┌──
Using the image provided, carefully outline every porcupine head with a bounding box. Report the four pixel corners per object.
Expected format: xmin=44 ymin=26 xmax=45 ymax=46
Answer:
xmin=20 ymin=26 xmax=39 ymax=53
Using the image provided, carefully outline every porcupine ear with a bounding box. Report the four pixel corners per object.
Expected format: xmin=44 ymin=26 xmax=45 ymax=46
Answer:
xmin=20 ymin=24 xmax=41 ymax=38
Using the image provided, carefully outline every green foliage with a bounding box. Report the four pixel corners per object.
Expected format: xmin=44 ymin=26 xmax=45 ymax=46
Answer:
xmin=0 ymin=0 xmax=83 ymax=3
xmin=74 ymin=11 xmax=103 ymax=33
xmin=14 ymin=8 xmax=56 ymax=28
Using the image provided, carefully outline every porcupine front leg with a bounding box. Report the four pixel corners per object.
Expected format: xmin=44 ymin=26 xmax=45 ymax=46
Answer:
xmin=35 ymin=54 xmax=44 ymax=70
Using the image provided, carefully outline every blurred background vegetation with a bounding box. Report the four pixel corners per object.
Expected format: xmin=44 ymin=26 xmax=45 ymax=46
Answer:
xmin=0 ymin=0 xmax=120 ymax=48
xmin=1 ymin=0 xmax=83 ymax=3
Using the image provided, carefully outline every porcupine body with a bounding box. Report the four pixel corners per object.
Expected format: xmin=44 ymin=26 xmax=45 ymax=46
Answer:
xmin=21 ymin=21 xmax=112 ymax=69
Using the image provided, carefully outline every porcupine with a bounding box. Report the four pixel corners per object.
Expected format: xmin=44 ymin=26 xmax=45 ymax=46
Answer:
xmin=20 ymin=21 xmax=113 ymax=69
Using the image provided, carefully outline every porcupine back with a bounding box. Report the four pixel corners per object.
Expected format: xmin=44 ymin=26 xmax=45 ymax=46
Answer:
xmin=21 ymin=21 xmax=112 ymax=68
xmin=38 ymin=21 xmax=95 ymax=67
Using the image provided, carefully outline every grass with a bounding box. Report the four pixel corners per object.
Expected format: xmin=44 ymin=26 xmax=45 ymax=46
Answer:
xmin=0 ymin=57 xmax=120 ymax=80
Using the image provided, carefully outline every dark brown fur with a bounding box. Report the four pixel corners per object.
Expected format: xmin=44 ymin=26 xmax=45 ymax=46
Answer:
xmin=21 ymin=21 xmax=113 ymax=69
└──
▸ **Your task**
Please retype all of the data above word for word, keeping every line in its original order.

▸ **Written solution**
Using the image provided, carefully outline every porcupine head with a bounding box. Report the four pixel corners per object.
Expected format: xmin=44 ymin=26 xmax=45 ymax=46
Answer:
xmin=20 ymin=26 xmax=39 ymax=53
Using the image provided, carefully outline every porcupine ear with a bounding box. Report the four pixel corners per object.
Expected format: xmin=44 ymin=26 xmax=45 ymax=46
Answer:
xmin=20 ymin=24 xmax=41 ymax=38
Using the image provided, carefully outline every green foliage with a bounding box. Report the four pixel corners per object.
Expected format: xmin=44 ymin=26 xmax=45 ymax=46
Answer:
xmin=0 ymin=0 xmax=83 ymax=3
xmin=74 ymin=11 xmax=103 ymax=33
xmin=14 ymin=8 xmax=56 ymax=28
Using the image provided, carefully outline every porcupine front leg with a bounding box. Report the four pixel corners per object.
Expected format: xmin=44 ymin=26 xmax=45 ymax=46
Answer:
xmin=35 ymin=54 xmax=44 ymax=70
Using the image provided, carefully outline every blurred background vegetation with a bounding box. Report the four pixel corners per object.
Expected format: xmin=44 ymin=26 xmax=45 ymax=46
Answer:
xmin=0 ymin=0 xmax=120 ymax=48
xmin=1 ymin=0 xmax=83 ymax=3
Using the image provided, carefully outline every porcupine body with a bounding box. Report the four pixel corners per object.
Expected format: xmin=44 ymin=26 xmax=45 ymax=46
Answer:
xmin=21 ymin=21 xmax=112 ymax=69
Using the image provided, carefully outline every porcupine with a bounding box. Report the four pixel corners per object.
Expected format: xmin=44 ymin=26 xmax=45 ymax=46
Answer:
xmin=20 ymin=21 xmax=113 ymax=69
Using the image provided, carefully outline every porcupine back with a bounding box. Report the four pixel corners per object.
Expected format: xmin=44 ymin=26 xmax=45 ymax=46
Answer:
xmin=21 ymin=21 xmax=112 ymax=68
xmin=38 ymin=21 xmax=95 ymax=67
Using the image provided, carefully outline every grass with a bounding box. Report the four pixel corners per object.
Expected format: xmin=44 ymin=26 xmax=45 ymax=46
Answer:
xmin=0 ymin=57 xmax=120 ymax=80
Using the image provided, carefully outline every dark brown fur with a bounding box. Report the four pixel corners per object.
Expected format: xmin=44 ymin=26 xmax=45 ymax=46
Answer:
xmin=21 ymin=21 xmax=113 ymax=69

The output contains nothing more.